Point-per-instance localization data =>
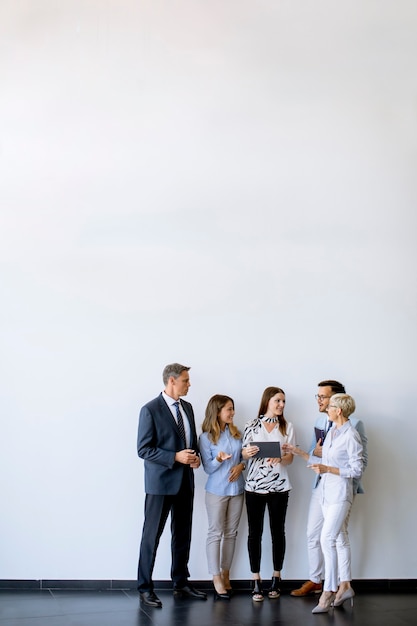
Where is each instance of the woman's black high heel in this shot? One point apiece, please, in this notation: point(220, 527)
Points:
point(257, 591)
point(274, 591)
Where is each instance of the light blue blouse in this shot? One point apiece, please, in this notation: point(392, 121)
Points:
point(218, 479)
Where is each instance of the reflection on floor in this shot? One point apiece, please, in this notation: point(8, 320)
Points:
point(122, 608)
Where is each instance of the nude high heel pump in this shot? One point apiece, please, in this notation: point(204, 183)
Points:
point(325, 604)
point(346, 595)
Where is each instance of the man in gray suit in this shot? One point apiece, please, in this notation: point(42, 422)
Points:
point(167, 441)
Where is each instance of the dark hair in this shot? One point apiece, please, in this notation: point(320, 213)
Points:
point(211, 423)
point(269, 393)
point(334, 384)
point(175, 370)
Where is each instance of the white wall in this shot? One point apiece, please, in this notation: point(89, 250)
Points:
point(226, 183)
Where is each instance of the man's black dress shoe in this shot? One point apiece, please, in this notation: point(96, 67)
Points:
point(188, 591)
point(150, 599)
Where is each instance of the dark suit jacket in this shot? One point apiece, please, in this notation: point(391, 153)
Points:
point(158, 441)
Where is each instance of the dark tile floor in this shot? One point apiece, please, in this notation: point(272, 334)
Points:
point(121, 608)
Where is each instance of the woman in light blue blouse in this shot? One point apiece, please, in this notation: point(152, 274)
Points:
point(221, 454)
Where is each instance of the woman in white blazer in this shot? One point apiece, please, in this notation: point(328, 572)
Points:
point(341, 463)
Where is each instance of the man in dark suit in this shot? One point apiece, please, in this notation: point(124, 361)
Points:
point(167, 441)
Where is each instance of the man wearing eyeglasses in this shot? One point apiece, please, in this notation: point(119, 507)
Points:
point(326, 389)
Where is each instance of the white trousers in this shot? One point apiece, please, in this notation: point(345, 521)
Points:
point(334, 518)
point(223, 513)
point(315, 554)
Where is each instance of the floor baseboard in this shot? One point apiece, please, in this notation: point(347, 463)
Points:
point(396, 585)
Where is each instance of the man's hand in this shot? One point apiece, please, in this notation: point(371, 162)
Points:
point(187, 457)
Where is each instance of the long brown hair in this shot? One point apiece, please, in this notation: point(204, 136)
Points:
point(211, 423)
point(269, 393)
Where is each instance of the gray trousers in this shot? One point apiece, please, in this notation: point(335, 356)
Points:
point(223, 513)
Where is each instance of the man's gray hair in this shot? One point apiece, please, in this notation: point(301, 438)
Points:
point(175, 370)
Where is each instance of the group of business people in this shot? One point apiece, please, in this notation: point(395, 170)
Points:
point(168, 443)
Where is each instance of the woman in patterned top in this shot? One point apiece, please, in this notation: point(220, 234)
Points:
point(267, 485)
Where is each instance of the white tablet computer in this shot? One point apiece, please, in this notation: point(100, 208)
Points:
point(267, 449)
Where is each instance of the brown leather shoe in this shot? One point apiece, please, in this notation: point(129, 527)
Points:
point(307, 589)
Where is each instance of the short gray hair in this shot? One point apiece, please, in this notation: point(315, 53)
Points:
point(174, 370)
point(344, 402)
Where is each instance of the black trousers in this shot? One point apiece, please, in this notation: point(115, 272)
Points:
point(277, 504)
point(157, 509)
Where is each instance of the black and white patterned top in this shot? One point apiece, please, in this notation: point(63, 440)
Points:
point(262, 477)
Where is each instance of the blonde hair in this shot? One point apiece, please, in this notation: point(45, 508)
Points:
point(211, 421)
point(345, 403)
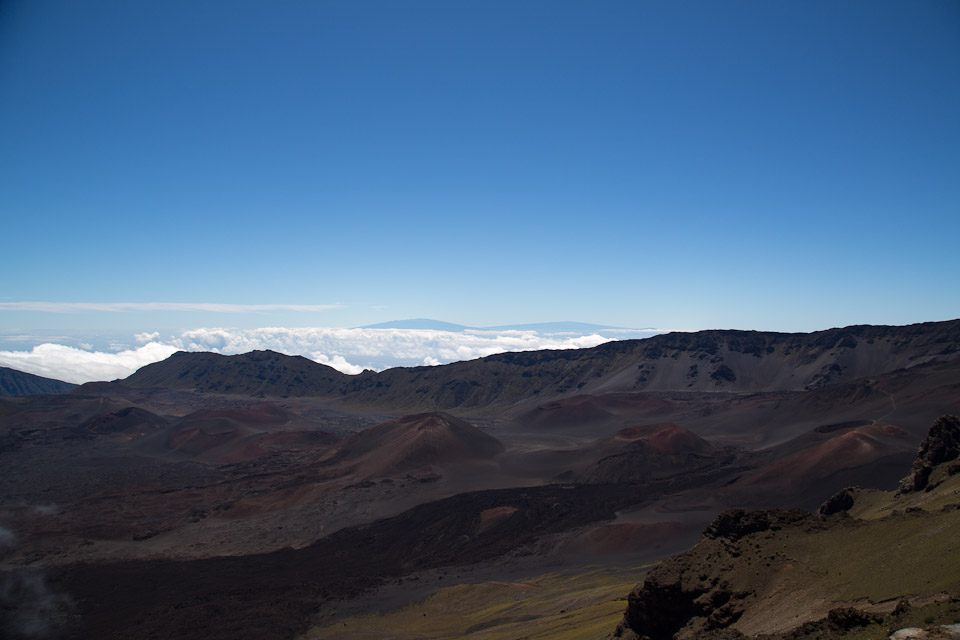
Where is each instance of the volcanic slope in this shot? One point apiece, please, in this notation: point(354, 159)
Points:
point(871, 562)
point(20, 383)
point(731, 361)
point(412, 442)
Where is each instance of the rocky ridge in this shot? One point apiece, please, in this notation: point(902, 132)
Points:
point(763, 573)
point(728, 361)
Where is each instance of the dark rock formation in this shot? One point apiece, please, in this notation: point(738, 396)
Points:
point(837, 623)
point(941, 445)
point(734, 524)
point(841, 501)
point(675, 596)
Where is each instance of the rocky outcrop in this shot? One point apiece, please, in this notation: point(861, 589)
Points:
point(680, 599)
point(941, 445)
point(677, 597)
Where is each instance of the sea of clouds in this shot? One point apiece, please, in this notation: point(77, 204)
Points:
point(347, 350)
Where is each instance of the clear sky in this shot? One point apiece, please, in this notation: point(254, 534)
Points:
point(683, 165)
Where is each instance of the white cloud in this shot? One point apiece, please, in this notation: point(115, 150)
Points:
point(347, 350)
point(76, 365)
point(72, 307)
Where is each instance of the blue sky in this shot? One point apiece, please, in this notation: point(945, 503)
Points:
point(685, 165)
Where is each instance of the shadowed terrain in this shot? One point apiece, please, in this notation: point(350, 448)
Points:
point(260, 495)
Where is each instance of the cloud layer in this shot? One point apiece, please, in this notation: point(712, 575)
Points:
point(78, 365)
point(348, 350)
point(72, 307)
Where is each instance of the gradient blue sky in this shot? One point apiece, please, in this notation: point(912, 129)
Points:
point(757, 165)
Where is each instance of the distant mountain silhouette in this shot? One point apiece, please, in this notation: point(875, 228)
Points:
point(725, 361)
point(20, 383)
point(541, 327)
point(418, 323)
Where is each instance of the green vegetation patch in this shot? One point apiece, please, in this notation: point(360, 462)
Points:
point(564, 606)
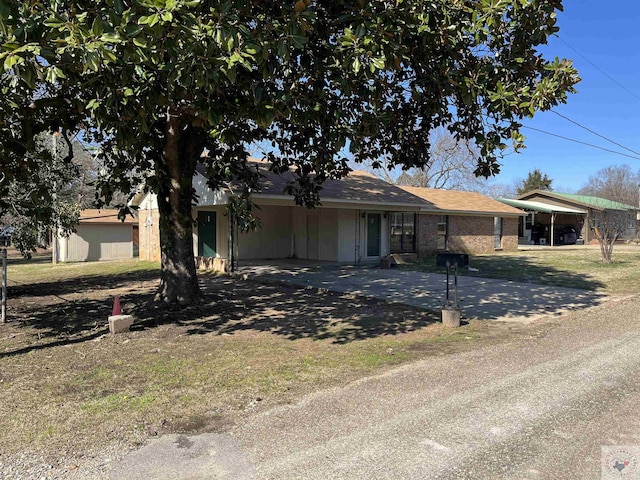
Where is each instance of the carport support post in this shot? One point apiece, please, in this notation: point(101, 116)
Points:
point(4, 285)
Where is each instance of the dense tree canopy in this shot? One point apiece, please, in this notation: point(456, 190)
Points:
point(155, 82)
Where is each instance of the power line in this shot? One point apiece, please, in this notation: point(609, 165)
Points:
point(595, 133)
point(582, 143)
point(599, 69)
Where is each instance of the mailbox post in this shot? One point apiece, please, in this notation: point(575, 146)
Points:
point(451, 310)
point(5, 241)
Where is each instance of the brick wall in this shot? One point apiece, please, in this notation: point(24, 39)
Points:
point(149, 235)
point(427, 239)
point(466, 234)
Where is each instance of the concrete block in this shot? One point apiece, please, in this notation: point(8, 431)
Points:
point(451, 317)
point(120, 323)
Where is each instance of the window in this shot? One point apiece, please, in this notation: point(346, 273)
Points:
point(443, 231)
point(497, 232)
point(403, 232)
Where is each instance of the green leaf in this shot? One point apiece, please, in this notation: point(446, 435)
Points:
point(12, 60)
point(299, 41)
point(150, 20)
point(54, 22)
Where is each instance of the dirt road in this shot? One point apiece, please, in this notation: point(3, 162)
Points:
point(539, 407)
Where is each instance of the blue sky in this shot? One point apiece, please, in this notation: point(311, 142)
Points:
point(606, 35)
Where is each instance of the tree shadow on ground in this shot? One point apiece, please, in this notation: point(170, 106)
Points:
point(229, 306)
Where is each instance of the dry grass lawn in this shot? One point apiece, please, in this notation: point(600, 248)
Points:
point(66, 385)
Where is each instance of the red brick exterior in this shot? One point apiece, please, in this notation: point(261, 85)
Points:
point(466, 234)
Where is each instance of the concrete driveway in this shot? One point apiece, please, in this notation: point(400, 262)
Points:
point(482, 298)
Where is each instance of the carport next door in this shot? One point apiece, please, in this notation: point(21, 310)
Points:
point(373, 235)
point(207, 234)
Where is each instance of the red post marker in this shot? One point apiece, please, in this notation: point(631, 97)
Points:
point(116, 306)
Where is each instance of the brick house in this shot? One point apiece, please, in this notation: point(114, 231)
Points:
point(361, 219)
point(467, 222)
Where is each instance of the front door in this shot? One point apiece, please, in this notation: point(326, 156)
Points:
point(373, 235)
point(207, 234)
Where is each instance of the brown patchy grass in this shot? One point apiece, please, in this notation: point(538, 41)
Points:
point(67, 385)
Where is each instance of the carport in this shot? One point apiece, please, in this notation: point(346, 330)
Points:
point(554, 212)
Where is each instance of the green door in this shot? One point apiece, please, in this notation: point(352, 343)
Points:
point(373, 235)
point(207, 234)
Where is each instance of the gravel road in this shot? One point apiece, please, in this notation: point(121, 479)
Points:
point(540, 406)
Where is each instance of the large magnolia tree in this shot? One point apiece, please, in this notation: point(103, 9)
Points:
point(156, 82)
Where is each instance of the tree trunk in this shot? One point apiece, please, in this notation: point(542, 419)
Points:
point(175, 170)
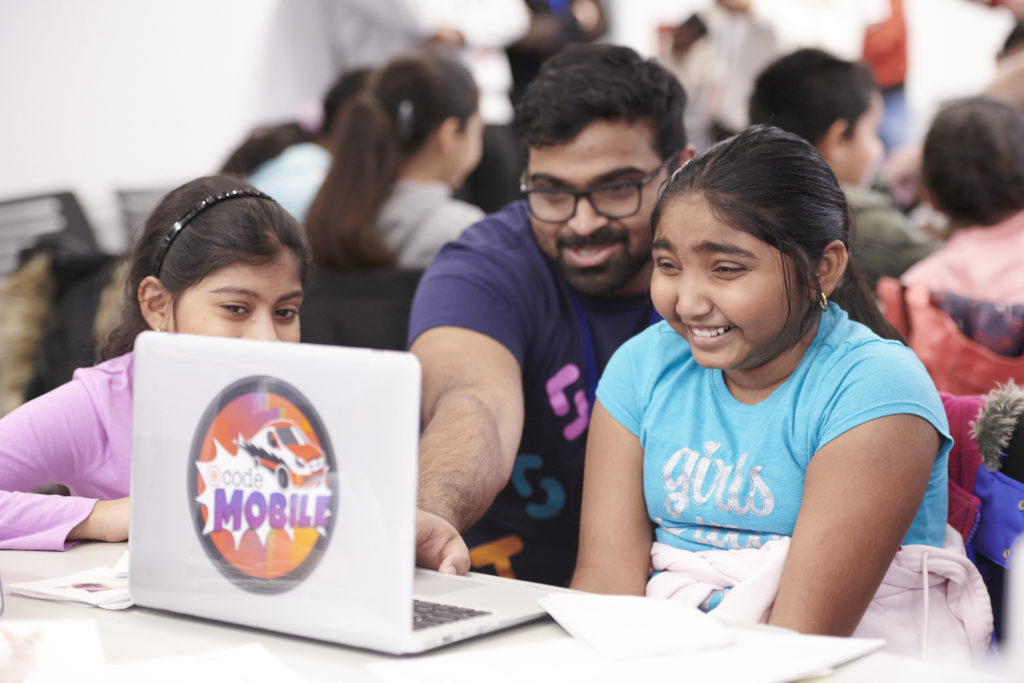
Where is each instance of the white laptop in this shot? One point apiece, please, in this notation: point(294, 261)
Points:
point(273, 485)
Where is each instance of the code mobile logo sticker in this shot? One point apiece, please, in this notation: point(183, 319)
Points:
point(262, 484)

About this task =>
Which lines of the records above contain the word "blue"? Copy each of them.

Exercise answer =>
Where is each instance of the light blue blouse in this shot? One point apiece, please, in this notation: point(392, 121)
Where is each instance of the woman in light blue blouse in this shot? One point apiece, please, in this notation: point(152, 274)
Where is each instance of the blue sky in this shot? One point apiece, please, in this notation: point(945, 503)
Where is each instance of the gradient blue sky in this shot? One point apiece, please, in this notation: point(912, 129)
Where is each instance of the blue sky in this shot? One point apiece, please, in this notation: point(311, 142)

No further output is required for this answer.